Do this.
In the text on the sink base cabinet, copy the part that opens with the words containing "We will continue" and closes with "tuned for those.", character for character.

Source.
*-*-*

On we head through our Dream Kitchen Series, with a Base Cabinet for your sink area. This unit is similar to a standard double base cabinet in size, yet is quite different in construction, in that it needs to house a sink component as well as disguise the fact that it is housing it, at least from the front. It’s also typically more functional to have one single lower cabinet underneath the sink with french doors in essence, rather than 2 separate cabinets, or doors that are separated by part of the face frame.
We will continue with additional wall and base cabinet systems, a few other specialty items, and quite a few styling options for doors and drawers…stay tuned for those.

*-*-*

Recorded information.
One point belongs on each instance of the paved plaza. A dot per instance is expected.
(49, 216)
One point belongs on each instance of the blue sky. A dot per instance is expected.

*-*-*

Solution.
We will continue with additional wall and base cabinet systems, a few other specialty items, and quite a few styling options for doors and drawers…stay tuned for those.